- [Required work]
Reproduce the records below exactly as they appear.

- [Recorded information]
* * * * * * * * *
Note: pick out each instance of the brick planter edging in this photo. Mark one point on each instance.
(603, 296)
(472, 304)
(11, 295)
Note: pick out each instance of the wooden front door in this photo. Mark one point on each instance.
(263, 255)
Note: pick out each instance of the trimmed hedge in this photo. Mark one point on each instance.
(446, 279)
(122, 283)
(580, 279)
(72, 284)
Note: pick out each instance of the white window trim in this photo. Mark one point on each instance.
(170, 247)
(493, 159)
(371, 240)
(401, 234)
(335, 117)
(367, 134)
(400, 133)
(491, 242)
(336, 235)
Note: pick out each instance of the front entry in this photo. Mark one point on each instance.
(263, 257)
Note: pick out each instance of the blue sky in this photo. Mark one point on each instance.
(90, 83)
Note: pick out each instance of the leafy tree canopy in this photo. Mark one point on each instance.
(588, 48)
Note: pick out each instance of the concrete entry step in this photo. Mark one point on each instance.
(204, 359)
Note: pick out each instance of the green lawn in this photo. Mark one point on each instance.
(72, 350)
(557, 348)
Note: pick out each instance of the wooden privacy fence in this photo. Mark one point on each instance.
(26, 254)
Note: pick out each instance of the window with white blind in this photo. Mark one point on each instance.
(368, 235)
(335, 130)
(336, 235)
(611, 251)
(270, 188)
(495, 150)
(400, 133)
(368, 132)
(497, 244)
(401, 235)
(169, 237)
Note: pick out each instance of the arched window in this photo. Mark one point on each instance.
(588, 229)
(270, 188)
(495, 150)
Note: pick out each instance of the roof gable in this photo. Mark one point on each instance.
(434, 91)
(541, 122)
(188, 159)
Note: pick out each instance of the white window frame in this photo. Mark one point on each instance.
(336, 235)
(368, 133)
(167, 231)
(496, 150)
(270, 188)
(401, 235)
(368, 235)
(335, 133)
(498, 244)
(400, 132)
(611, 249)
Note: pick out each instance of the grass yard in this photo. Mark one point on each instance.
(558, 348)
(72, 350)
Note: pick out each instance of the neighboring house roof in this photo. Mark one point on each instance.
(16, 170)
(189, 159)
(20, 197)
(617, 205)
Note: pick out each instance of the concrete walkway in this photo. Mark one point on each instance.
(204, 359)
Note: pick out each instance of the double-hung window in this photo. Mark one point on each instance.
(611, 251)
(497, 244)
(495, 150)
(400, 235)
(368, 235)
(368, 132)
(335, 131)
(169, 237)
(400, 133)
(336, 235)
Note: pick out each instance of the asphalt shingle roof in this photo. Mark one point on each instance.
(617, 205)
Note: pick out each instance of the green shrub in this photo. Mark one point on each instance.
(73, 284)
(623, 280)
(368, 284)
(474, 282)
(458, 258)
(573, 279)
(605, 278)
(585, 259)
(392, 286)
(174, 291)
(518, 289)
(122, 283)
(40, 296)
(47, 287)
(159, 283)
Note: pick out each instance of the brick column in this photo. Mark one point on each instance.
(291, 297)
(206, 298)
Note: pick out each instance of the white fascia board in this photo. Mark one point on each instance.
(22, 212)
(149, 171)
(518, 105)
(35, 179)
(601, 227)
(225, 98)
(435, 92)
* * * * * * * * *
- [Task result]
Note: pick out each instance of the brick planter edging in this photo. Mark one point on each instance.
(603, 296)
(472, 304)
(11, 295)
Note: pick out each instance of the wooden front door in this photo. Mark one point on each instance.
(263, 255)
Note: pick out each instance of the trimmed hedge in this photo. Mark one point on each instance.
(446, 279)
(122, 283)
(580, 279)
(72, 284)
Note: pick out each instance of the white window trim in this photo. Mark one point on each instance.
(170, 247)
(493, 159)
(371, 240)
(401, 234)
(335, 117)
(367, 134)
(400, 133)
(491, 242)
(336, 235)
Note: pick out each instance of the front entry in this photo. Mark one point on each instance.
(263, 257)
Note: pick out each instance of the blue sky in this photo. Mark one point on each instance.
(90, 83)
Note: pick out each instance of the leafy tree canopy in this photo. Mark one point on each instance.
(588, 48)
Note: pick out each instance of the concrete entry step in this photo. Mark one point on each instance.
(204, 359)
Note: pick out each instance of the green lawn in this photo. Mark one point on each instance.
(72, 350)
(557, 348)
Note: pick out each instance of the wooden privacy fence in this photo. Mark one point on each instance.
(26, 254)
Note: pick out each instance of the window with white blind in this photo. Mark one point on each instance.
(368, 235)
(335, 130)
(336, 235)
(611, 251)
(270, 188)
(495, 150)
(400, 133)
(368, 132)
(497, 244)
(401, 235)
(169, 237)
Note: pick out each instance of the arched window in this photo. Mark one point on each instance.
(588, 229)
(270, 188)
(495, 150)
Note: pick out each instance of the roof gable in this photo. Mark one point on each instance.
(434, 91)
(541, 122)
(188, 159)
Note: pick out each instance of the white window frame in this photo. Mark one point on each instance.
(336, 235)
(368, 133)
(167, 231)
(496, 150)
(270, 188)
(401, 235)
(368, 235)
(335, 133)
(498, 244)
(400, 132)
(611, 249)
Note: pick out each instance of the grass yard in this photo. Mark one point on each instance.
(558, 348)
(72, 350)
Note: pick out each instance of the neighboring house roof in this photo. Mark one point on each instance.
(16, 170)
(189, 159)
(20, 197)
(617, 205)
Note: pick out each instance of the concrete walkway in this photo. Mark one point on each instance.
(204, 359)
Note: pick out each instance of the double-hung window in this photo. Mark one point on each instance.
(611, 251)
(497, 244)
(495, 150)
(400, 235)
(368, 235)
(368, 132)
(335, 131)
(169, 237)
(400, 133)
(336, 235)
Note: pick out each instance of the asphalt shingle roof in this photo. Mark one point on each instance.
(617, 205)
Note: pick out each instance of the green shrub in this photo. Mark one point on each instance.
(73, 284)
(623, 280)
(368, 284)
(474, 282)
(458, 258)
(573, 279)
(605, 278)
(585, 259)
(392, 286)
(174, 291)
(518, 289)
(122, 283)
(40, 296)
(47, 287)
(159, 283)
Note: pick out each instance of the brick column in this photo. Mark one point on each instance.
(291, 297)
(206, 298)
Note: pick out each instance of the white fascia board in this photo. Mark one point on each instance.
(22, 212)
(149, 171)
(518, 105)
(35, 179)
(601, 227)
(225, 98)
(435, 92)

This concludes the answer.